The UK government has boasted of £14.8m in annual business savings and increased exports to South Korea after finalising a data adequacy agreement with Seoul, having previously secured an agreement in principle in July.
Having now completed a full assessment of South Korea’s personal data legislation, the government said it was confident that the country had strong privacy laws in place to protect data transfers into its territory, while upholding the rights and protections of the UK citizens to whom the data pertains.
This is the UK’s first decision to recognise a so-called priority country as adequate for data-sharing purposes since Brexit, but the deal will recoup some of the billions of pounds of lost trade and investment, to the tune of £11m, from the easing of admin and financial burdens on UK businesses, and £3.8m in increased exports to South Korea.
It does, however, differ from the European Union’s existing deal with South Korea in that UK organisations will be able to share personal data related to credit information with South Korea to help identify customers and verify payments. Westminster said this would help UK organisations with a presence in the country to boost their credit, lending, investment and insurance operations there.
“Before the end of the year, businesses will be able to share data freely with the Republic of Korea – safe in the knowledge that it will be protected to the high privacy standards we expect in the UK,” said digital minister Julia Lopez.
“Removing unnecessary burdens on businesses will help unleash innovation, drive growth and improve lives across both our countries.”

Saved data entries
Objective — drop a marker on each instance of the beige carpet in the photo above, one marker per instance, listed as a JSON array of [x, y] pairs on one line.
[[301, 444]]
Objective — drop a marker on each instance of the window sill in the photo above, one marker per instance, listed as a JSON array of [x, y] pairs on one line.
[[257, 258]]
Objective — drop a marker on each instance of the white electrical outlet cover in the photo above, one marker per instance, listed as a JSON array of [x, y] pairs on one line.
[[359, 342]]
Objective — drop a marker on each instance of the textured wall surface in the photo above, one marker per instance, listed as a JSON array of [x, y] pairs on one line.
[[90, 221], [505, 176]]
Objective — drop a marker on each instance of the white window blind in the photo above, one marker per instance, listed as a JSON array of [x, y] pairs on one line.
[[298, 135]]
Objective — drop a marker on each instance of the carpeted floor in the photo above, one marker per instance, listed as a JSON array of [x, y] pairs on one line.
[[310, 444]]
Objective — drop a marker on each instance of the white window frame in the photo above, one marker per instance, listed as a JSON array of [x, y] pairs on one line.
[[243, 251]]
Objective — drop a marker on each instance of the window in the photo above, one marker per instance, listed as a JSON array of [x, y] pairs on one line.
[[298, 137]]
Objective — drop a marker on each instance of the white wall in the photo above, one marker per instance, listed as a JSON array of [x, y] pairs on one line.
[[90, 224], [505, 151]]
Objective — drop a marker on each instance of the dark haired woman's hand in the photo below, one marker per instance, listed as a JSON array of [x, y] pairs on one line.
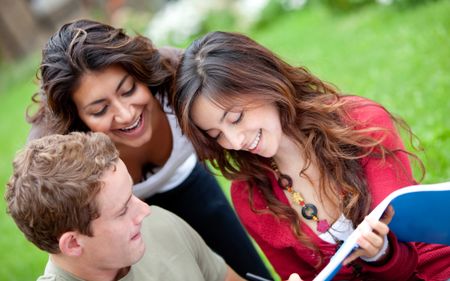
[[373, 243]]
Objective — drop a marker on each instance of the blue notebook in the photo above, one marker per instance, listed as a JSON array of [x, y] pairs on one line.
[[422, 214]]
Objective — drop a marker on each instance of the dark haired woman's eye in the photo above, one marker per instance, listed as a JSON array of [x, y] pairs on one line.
[[130, 91], [239, 119], [100, 112], [216, 138]]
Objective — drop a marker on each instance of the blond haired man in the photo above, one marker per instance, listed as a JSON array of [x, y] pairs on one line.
[[71, 196]]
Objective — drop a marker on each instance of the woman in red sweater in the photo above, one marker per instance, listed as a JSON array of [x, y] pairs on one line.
[[307, 162]]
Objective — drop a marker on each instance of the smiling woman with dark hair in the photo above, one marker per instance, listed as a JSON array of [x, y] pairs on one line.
[[307, 162], [94, 77]]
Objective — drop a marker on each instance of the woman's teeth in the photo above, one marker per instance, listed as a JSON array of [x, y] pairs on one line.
[[133, 126], [256, 141]]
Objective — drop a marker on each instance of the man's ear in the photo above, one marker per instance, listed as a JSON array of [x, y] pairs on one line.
[[69, 243]]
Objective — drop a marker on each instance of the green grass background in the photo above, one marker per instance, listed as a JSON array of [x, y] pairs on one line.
[[398, 56]]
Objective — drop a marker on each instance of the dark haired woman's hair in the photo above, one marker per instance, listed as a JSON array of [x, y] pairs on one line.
[[231, 69], [85, 45]]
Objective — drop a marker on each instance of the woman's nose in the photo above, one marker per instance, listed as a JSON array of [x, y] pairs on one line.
[[123, 113], [235, 139]]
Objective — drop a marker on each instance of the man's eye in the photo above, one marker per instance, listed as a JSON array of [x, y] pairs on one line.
[[239, 119]]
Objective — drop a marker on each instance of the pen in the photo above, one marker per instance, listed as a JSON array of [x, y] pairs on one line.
[[253, 277]]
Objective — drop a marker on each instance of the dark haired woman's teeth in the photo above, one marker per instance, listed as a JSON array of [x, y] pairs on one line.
[[133, 126], [256, 141]]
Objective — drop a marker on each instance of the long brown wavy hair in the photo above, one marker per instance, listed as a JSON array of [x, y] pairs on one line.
[[228, 68], [82, 46]]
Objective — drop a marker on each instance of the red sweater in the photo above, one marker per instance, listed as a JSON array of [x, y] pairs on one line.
[[287, 255]]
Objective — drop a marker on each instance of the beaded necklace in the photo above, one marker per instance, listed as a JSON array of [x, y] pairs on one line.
[[309, 210]]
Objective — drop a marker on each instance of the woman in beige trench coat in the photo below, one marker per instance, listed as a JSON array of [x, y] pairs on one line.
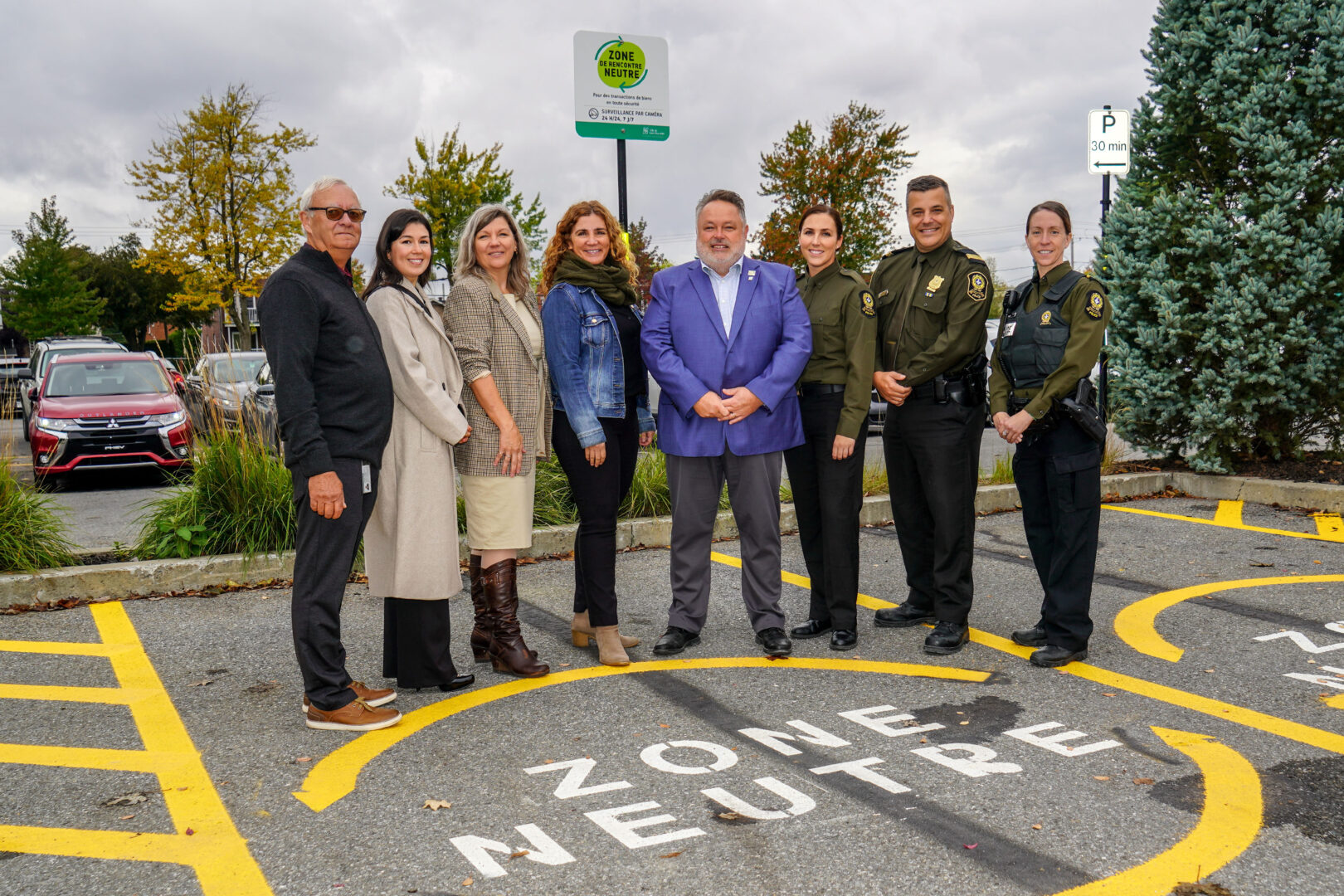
[[410, 544]]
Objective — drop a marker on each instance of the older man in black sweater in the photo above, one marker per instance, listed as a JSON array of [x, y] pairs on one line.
[[334, 399]]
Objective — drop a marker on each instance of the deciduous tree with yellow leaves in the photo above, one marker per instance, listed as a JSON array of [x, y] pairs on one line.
[[225, 202]]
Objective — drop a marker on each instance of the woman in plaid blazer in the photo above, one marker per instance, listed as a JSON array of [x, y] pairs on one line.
[[494, 320]]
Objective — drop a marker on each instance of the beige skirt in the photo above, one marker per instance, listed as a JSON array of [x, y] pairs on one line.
[[499, 511]]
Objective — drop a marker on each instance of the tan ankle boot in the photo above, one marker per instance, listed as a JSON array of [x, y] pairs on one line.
[[609, 650], [581, 631]]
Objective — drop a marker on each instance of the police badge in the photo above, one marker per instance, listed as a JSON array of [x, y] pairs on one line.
[[977, 286]]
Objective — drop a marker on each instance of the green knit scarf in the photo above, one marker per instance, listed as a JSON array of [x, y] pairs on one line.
[[609, 280]]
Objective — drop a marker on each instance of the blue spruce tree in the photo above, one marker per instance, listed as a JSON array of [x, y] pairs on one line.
[[1225, 249]]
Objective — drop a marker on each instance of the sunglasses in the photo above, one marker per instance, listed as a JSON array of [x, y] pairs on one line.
[[336, 212]]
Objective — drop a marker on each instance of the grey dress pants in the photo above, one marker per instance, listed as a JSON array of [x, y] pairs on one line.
[[754, 494]]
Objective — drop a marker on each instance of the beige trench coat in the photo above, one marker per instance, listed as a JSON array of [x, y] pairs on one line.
[[410, 544], [489, 338]]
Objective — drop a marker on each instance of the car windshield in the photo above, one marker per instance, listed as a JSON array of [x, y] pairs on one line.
[[236, 370], [86, 349], [106, 377]]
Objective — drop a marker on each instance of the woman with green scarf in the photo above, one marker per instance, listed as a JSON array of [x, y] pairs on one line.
[[601, 397]]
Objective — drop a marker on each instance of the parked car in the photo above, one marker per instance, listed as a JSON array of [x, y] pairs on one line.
[[217, 386], [106, 410], [12, 373], [258, 410], [42, 353]]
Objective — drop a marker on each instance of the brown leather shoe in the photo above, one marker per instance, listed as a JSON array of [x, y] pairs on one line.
[[355, 715], [505, 645], [373, 696], [481, 633]]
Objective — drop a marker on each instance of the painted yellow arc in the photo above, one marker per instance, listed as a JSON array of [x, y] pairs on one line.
[[1227, 825], [1136, 624], [336, 774]]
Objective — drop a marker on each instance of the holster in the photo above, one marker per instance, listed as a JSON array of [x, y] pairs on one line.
[[1081, 407]]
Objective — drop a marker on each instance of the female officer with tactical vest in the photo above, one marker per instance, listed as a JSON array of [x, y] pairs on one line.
[[1050, 336]]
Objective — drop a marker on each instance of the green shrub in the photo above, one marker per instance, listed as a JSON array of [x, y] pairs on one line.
[[240, 494], [32, 535]]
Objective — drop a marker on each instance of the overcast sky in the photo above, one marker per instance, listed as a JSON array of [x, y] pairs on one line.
[[995, 95]]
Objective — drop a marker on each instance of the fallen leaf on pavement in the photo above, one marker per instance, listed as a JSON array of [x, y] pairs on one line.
[[127, 800]]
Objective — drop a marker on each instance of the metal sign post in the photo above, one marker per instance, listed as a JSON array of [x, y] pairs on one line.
[[620, 93], [1108, 153]]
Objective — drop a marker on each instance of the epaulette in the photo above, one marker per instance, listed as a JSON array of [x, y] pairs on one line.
[[971, 256]]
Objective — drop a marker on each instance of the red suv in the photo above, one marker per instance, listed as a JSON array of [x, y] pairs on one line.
[[108, 410]]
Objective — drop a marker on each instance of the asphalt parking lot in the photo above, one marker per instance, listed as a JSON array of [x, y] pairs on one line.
[[158, 746]]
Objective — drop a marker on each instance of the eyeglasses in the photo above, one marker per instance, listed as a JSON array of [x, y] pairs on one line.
[[336, 212]]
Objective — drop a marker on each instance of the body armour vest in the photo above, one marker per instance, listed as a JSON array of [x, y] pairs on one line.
[[1031, 344]]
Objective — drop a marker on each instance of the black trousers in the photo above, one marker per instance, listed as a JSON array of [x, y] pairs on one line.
[[323, 559], [1058, 477], [598, 492], [933, 468], [416, 642], [827, 497]]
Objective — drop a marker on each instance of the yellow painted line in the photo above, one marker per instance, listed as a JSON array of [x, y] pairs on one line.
[[336, 774], [1327, 740], [124, 696], [1329, 525], [214, 848], [1137, 624], [1226, 525], [1229, 514], [102, 759], [61, 648], [1229, 822]]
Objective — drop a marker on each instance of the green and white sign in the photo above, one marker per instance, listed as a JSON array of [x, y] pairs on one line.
[[620, 86]]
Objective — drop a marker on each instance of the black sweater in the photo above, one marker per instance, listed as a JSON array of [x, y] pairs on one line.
[[334, 397]]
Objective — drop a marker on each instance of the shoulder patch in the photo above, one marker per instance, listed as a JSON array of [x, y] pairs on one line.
[[977, 286]]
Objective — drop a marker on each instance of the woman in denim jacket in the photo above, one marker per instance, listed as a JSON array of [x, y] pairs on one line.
[[601, 397]]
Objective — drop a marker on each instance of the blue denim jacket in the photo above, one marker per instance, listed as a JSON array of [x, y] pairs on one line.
[[583, 353]]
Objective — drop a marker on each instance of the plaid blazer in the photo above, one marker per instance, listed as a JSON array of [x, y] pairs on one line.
[[489, 338]]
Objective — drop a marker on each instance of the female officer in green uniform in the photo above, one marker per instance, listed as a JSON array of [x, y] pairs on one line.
[[1050, 336], [825, 472]]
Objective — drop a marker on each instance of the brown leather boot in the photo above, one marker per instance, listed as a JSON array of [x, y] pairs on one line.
[[609, 650], [581, 631], [481, 633], [505, 646]]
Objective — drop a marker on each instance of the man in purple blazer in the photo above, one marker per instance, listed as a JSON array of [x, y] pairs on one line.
[[726, 338]]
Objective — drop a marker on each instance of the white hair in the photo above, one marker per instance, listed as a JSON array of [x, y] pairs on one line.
[[325, 182]]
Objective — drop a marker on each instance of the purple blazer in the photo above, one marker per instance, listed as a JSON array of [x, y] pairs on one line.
[[686, 351]]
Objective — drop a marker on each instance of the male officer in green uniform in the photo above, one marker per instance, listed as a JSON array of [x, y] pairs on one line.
[[933, 299], [825, 472], [1049, 340]]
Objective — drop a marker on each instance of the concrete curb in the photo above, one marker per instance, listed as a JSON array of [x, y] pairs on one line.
[[158, 577]]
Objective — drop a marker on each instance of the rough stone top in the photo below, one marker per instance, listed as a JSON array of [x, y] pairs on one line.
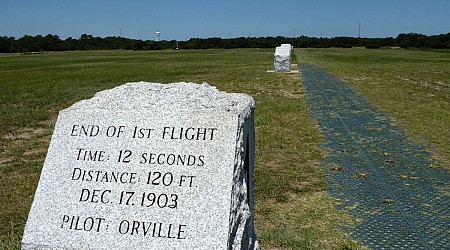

(Your instructions)
From the text on the UK–South Korea data adequacy deal, list every kind of operation that Westminster said UK organisations with a presence in South Korea could boost there. The records are separate material and have no connection to the text.

(Response for this exercise)
Credit, lending, investment, insurance